*Source excerpt*:
Page MenuHomePhabricator

etcd switchover/enhancements
Open, MediumPublic

Description

In order for etcd to be more up to our current goals, we want to do the following:

  • Set up a MirrorMaker-like replica
  • Switchover to codfw
  • Re-configure the eqiad cluster to use the tls proxy
  • Allow reading from the nearest datacenter (optional)

here are my ideas for this:

MirrorMaker-like replica

Temporary "emergency" switchover

We need to switch over to the codfw cluster because of a time-sensitive maintenance in eqiad, so we need to do as follows for now:

  • Verify the replica from eqiad to codfw is currently correctly set up to '/conftool'
  • Add a second SRV record for etcd.rw or something similar that can be used by conftool, so that all writes can be managed that way
  • Reconfigure conftool to use it
  • Reduce the TTL of all SRV records
  • Switch the configurations of a few pybal hosts to use codfw, possibly just the backups; verify data after the restart are the same with the other element of the couple
  • Switch the other clients (pybals included) by changing the SRV records for everything but conftool. verify it actively removes the connections from those hosts to eqiad
  • Switch the record for conftool too
  • Stop the etcd replication eqiad => codfw
  • Re-raise the TTL of all SRV records

A longer-term plan

At the moment, we're interested only in replicating conftool data. I have given some thought about this and came to the conclusion that the best course of action is the following:

  1. Copy the data currently in /conftool in eqiad under /eqiad.wmnet/conftool by starting a replica
  2. Add to puppet a etcd_masterdc variable, and have the conftool_prefix hiera variable depend on that. This will make conftool/confd read/write to this new directory.
  3. Once puppet is ran everywhere, all reads/writes will go to the new
  4. replicate this tree to codfw 1:1
  5. On codfw, create /codfw.wmnet/conftool and replicate it 1:1 to eqiad

We will configure everything to just read/write to eqiad for now, and given conftool is not able to write to multiple clusters, this can seem not so useful, but it helps with our next goals, as we should see. Also, if we decide to change the way conftool works and allow multi-dc writes, we can benefit from this.

Allow reading from the nearest datacenter

Once we've defined etcd_masterdc in puppet, we will be able to make servers in the various DCs to read from the nearest available datacenter under the correct index, by simply changing the SRV records in the DNS. It would be wise to introduce different DNS records for reads and writes, so that conftool will always connect to the master. I think this could even come from discovery, but the level of etcdinception would make me uncomfortable. So, manual records for now!

Switchover to codfw

Whenever we want to switchover, the steps will be:

  1. set up a second, temporary local replication in codfw from /eqiad.wmnet/ to /codfw.wmnet
  2. Change the etcd_masterdc variable and run puppet everywhere it matters
  3. We stop the temporary replication

Re-configure the eqiad cluster to use TLS proxy

We will need to do the following:

  1. Ensure nothing reads from eqiad by changing DNS/other configs
  2. Prepare the new ECDSA certs, and commit them to puppet
  3. Disable auth (can be done via etcd-manage)

*Records shown*:
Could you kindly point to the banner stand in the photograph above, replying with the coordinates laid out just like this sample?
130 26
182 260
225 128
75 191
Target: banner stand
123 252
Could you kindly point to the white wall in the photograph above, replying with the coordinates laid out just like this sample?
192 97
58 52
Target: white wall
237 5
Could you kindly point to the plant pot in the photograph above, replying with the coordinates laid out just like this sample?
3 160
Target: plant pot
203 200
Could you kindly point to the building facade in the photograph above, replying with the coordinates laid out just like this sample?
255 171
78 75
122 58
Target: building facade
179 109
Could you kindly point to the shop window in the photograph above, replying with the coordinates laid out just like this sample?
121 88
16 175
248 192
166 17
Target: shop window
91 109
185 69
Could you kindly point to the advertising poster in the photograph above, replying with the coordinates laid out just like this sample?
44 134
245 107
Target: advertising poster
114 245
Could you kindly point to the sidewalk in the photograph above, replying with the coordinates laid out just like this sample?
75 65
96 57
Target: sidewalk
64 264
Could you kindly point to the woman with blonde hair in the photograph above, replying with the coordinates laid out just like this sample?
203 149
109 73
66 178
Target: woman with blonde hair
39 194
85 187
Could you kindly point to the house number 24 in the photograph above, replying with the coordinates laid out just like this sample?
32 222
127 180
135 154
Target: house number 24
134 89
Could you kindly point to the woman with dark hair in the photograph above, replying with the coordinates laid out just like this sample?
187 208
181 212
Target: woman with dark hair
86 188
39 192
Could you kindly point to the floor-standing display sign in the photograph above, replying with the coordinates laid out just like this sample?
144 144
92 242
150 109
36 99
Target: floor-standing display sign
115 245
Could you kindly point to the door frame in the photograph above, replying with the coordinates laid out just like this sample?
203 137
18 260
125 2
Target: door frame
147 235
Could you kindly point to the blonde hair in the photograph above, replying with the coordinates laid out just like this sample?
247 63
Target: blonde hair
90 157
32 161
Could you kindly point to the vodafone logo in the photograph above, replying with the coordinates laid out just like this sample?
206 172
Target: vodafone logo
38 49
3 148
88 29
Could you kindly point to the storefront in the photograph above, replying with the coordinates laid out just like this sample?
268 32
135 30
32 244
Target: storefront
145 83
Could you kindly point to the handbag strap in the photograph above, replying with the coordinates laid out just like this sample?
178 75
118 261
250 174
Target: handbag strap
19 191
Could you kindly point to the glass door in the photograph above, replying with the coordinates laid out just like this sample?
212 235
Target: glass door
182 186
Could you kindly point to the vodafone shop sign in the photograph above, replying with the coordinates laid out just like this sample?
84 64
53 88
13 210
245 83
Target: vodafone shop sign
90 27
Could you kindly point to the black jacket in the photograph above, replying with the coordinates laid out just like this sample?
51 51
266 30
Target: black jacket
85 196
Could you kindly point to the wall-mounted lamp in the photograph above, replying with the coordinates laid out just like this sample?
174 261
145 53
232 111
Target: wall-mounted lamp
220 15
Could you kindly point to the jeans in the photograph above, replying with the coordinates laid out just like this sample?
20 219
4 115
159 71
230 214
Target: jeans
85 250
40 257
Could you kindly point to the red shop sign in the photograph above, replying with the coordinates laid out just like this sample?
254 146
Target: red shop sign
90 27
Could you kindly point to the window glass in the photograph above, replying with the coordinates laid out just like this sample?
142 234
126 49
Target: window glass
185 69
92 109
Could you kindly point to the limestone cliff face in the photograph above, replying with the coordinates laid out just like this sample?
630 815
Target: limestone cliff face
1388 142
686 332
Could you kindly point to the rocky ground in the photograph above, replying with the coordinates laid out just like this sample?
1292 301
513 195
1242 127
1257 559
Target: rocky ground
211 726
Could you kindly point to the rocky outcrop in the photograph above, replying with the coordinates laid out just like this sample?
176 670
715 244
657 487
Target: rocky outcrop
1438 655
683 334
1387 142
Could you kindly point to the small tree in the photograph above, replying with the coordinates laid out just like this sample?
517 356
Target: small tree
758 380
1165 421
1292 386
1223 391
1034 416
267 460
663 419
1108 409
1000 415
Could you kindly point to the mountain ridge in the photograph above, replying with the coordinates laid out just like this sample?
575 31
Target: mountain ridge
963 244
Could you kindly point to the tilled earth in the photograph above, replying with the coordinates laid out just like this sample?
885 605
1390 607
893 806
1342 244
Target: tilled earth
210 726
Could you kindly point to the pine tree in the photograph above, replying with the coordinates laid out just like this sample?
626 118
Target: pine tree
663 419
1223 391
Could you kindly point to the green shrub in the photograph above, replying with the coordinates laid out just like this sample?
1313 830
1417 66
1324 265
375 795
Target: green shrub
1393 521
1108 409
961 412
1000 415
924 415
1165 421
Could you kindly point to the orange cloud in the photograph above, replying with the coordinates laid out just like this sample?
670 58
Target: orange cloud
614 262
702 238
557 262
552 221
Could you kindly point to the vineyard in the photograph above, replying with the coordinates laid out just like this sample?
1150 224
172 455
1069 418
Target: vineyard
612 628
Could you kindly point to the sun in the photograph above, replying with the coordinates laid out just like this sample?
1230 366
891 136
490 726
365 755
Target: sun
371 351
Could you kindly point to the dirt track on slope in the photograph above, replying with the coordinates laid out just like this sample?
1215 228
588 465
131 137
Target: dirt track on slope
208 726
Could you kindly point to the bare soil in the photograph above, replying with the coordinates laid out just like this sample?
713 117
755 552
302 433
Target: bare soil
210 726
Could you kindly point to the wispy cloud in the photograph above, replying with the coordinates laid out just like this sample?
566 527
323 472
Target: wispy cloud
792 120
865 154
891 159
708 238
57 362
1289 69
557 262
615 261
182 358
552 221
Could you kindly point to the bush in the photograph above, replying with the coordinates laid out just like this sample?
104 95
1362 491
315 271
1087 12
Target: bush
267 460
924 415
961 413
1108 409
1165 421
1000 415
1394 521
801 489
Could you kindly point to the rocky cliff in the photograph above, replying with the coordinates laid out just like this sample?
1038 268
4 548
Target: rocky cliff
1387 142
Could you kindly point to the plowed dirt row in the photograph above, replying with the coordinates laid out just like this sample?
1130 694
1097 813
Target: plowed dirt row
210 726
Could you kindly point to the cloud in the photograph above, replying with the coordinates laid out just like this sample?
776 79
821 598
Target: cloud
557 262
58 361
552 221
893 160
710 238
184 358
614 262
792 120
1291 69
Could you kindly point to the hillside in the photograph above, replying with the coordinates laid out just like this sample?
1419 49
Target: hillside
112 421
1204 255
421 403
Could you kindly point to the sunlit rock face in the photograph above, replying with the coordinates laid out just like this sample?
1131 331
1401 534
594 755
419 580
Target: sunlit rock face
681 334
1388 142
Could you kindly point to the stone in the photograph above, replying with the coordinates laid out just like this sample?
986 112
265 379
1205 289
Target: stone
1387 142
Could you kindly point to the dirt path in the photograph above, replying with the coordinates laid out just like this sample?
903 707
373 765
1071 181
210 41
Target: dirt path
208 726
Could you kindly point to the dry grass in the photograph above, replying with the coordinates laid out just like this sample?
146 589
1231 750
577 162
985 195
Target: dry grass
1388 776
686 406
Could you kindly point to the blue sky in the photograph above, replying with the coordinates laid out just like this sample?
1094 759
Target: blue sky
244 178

*Problems and tasks*:
A - Condense the paragraph in the etcd switchover page that begins "We will configure everything" into a short bulleted list that keeps its main facts.
B - Reproduce the stretch of the etcd switchover page from "Once we've defined" through "records for now!", substituting "static records" for "manual records".
The rows have no part in this work.

*Full solutions*:
A -
- For now, everything will be configured to read and write only to eqiad.
- Because conftool cannot write to multiple clusters, this may not seem very useful, but it helps with the next goals.
- It will also help if conftool is changed to allow multi-dc writes.

B -
Once we've defined etcd_masterdc in puppet, we will be able to make servers in the various DCs to read from the nearest available datacenter under the correct index, by simply changing the SRV records in the DNS. It would be wise to introduce different DNS records for reads and writes, so that conftool will always connect to the master. I think this could even come from discovery, but the level of etcdinception would make me uncomfortable. So, static records for now!